** RECORDS FOR THE TASK **

== == ==

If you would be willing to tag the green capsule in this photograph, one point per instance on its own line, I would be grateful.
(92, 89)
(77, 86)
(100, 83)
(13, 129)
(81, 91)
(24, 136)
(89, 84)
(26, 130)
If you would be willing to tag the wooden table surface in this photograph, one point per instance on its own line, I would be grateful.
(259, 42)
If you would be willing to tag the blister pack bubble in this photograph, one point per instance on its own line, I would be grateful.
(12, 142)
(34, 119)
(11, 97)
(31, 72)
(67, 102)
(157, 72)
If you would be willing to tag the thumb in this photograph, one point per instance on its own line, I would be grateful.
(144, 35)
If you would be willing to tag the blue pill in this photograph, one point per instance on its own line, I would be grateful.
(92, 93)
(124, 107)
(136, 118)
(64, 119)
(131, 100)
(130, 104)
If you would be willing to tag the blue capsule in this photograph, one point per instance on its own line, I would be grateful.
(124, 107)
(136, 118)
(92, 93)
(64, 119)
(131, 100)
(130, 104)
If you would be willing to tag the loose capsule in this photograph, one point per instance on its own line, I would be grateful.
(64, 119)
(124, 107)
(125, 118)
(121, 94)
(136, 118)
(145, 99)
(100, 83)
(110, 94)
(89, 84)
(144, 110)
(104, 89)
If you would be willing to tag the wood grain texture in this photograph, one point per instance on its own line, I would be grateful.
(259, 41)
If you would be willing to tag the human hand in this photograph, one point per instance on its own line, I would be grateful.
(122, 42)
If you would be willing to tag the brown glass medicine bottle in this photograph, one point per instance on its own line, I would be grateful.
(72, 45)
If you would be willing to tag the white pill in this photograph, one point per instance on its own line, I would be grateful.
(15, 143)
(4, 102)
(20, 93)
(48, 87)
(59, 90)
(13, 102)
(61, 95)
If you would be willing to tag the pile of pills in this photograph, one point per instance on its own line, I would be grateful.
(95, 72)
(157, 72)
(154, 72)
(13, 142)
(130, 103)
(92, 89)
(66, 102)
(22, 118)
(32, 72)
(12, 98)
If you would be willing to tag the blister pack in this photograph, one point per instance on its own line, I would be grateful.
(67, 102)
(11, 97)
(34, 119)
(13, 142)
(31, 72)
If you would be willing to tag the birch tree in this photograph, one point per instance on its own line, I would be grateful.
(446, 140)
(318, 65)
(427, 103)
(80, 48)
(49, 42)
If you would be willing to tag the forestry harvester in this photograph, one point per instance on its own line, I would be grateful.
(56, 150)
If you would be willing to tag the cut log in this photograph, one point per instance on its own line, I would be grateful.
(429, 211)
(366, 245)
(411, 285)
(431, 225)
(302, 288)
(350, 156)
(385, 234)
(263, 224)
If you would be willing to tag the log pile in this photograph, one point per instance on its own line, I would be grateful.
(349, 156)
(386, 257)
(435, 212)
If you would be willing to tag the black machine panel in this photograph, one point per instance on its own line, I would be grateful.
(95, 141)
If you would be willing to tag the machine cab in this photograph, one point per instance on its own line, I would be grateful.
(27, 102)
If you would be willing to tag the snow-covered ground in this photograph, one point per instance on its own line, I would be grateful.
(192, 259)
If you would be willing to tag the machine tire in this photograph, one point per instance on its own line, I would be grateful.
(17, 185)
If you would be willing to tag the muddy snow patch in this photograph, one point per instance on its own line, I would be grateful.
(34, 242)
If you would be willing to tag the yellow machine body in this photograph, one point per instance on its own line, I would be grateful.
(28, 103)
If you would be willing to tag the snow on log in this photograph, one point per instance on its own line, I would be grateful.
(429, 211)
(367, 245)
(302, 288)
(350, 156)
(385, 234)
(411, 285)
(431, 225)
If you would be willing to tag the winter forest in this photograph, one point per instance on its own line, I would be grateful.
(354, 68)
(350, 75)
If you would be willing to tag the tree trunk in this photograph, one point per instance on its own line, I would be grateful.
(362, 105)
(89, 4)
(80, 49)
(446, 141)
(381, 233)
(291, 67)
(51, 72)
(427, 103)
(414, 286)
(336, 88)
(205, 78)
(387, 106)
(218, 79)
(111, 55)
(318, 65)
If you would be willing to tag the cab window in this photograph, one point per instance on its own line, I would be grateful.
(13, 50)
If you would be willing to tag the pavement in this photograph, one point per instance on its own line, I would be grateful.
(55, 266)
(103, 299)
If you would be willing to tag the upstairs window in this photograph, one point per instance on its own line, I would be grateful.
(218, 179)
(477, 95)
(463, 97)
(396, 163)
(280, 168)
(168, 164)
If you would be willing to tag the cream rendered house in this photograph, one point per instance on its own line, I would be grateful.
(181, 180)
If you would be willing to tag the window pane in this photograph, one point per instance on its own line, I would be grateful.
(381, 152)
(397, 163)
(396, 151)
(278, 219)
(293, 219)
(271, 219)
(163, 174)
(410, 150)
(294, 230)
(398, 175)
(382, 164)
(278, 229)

== == ==

** TASK DETAILS **
Your answer must be the records themselves, output again exactly.

** REPLY **
If you would be willing to tag the green capsule in this photograph, one point per instance on its own line, I would be grateful.
(92, 89)
(77, 86)
(100, 83)
(13, 129)
(81, 91)
(24, 136)
(89, 84)
(26, 130)
If you would be willing to tag the wooden table surface in this photograph, one point per instance on its own line, I would be grateful.
(259, 42)
If you would be willing to tag the blister pack bubble in this photograph, one point per instance on its own line, I would be grateful.
(12, 142)
(34, 119)
(11, 97)
(31, 72)
(67, 102)
(157, 72)
If you would be willing to tag the thumb in this photograph, one point per instance on its own line, I would be grateful.
(144, 35)
If you would be willing to tag the blue pill in this photograph, one point per instance on its own line, I would be grateful.
(92, 93)
(124, 107)
(136, 118)
(64, 119)
(131, 100)
(130, 104)
If you would be willing to tag the blue capsule in this photograph, one point per instance on its own line, I would be grateful.
(124, 107)
(136, 118)
(92, 93)
(64, 119)
(131, 100)
(130, 104)
If you would be willing to tag the loose capsule in this photograph, one point per instance on its own line, I would be grateful.
(64, 119)
(124, 107)
(125, 118)
(121, 94)
(136, 118)
(145, 99)
(100, 83)
(110, 94)
(89, 84)
(144, 110)
(104, 89)
If you would be willing to tag the wood grain texture in this photograph, one point per instance on its own line, I would be grateful.
(259, 41)
If you would be willing to tag the human hand in this photograph, one point per instance on its own line, I would be grateful.
(122, 42)
If you would be willing to tag the brown glass medicine bottle in this photograph, one point per instance on its own line, I would be grateful.
(72, 45)
If you would be willing to tag the white pill in this photograph, one point per instance on its own line, I would be grateful.
(15, 143)
(4, 102)
(20, 93)
(48, 87)
(59, 90)
(13, 102)
(61, 95)
If you would be willing to tag the pile of pills in this photograph, one point per instance on its own line, I would be grateful.
(95, 72)
(157, 72)
(154, 72)
(13, 142)
(130, 103)
(92, 89)
(66, 102)
(22, 118)
(32, 72)
(12, 98)
If you would be willing to tag the blister pack in this photograph, one point per instance on its own line, I would be grateful.
(67, 102)
(11, 97)
(34, 119)
(13, 142)
(31, 72)
If you would be willing to tag the birch tree in this photograph, one point per instance on its own line, I would be grateful.
(446, 140)
(318, 65)
(427, 103)
(80, 48)
(49, 42)
If you would be willing to tag the forestry harvester in this photograph, one point per instance on its own line, I would be grateful.
(56, 150)
If you would be willing to tag the cut log in this photograph, one point per instance on its own line, I would be grateful.
(429, 211)
(366, 245)
(411, 285)
(431, 225)
(302, 288)
(350, 156)
(385, 234)
(263, 224)
If you would be willing to tag the log pile in this photograph, one point per instance on its own line, I would be grateful.
(349, 156)
(386, 257)
(435, 212)
If you would be willing to tag the black machine panel in this photograph, one point per instance on its own line, I would be grateful.
(95, 141)
If you would be willing to tag the machine cab in this photograph, one point per instance on its own line, I would be grateful.
(27, 102)
If you would be willing to tag the snow-covered ground in this photograph, one point per instance on its own line, I would be grateful.
(192, 259)
If you would be willing to tag the machine tire in this photograph, one point per instance on its own line, I would be grateful.
(17, 185)
If you would be willing to tag the muddy snow patch in this photograph, one point per instance on its own line, I would be grateful.
(34, 242)
If you would be willing to tag the yellow machine body in this photograph, one point per instance on its own line, I would be grateful.
(28, 103)
If you would be willing to tag the snow on log in this photograph, one point per instance on its own line, I would be grateful.
(429, 211)
(367, 245)
(302, 288)
(350, 156)
(385, 234)
(411, 285)
(431, 225)
If you would be willing to tag the winter forest in this photograph, one point per instance on its own line, I would be grateful.
(354, 68)
(350, 75)
If you would be willing to tag the tree trunk in this photograph, one point per instance on its own line, I would be grateful.
(362, 105)
(89, 4)
(80, 49)
(446, 141)
(381, 233)
(291, 67)
(51, 72)
(427, 103)
(414, 286)
(336, 88)
(205, 78)
(387, 106)
(218, 79)
(111, 55)
(318, 65)
If you would be willing to tag the cab window in this photograph, one point per instance on its own line, I would be grateful.
(13, 50)
If you would be willing to tag the pavement in this photograph, one point per instance on its own line, I would be grateful.
(55, 266)
(103, 299)
If you would be willing to tag the upstairs window in this photograph, one point per instance on its own line, I would be grateful.
(218, 179)
(477, 95)
(463, 97)
(396, 163)
(280, 168)
(168, 164)
If you would be willing to tag the cream rendered house in this photograph, one point per instance on its own line, I would be grateful.
(181, 180)
If you would be willing to tag the window pane in this photograph, one point per instance on its own line, I would be grateful.
(381, 152)
(397, 163)
(396, 151)
(278, 219)
(293, 219)
(271, 219)
(163, 174)
(410, 150)
(294, 230)
(398, 175)
(382, 164)
(278, 229)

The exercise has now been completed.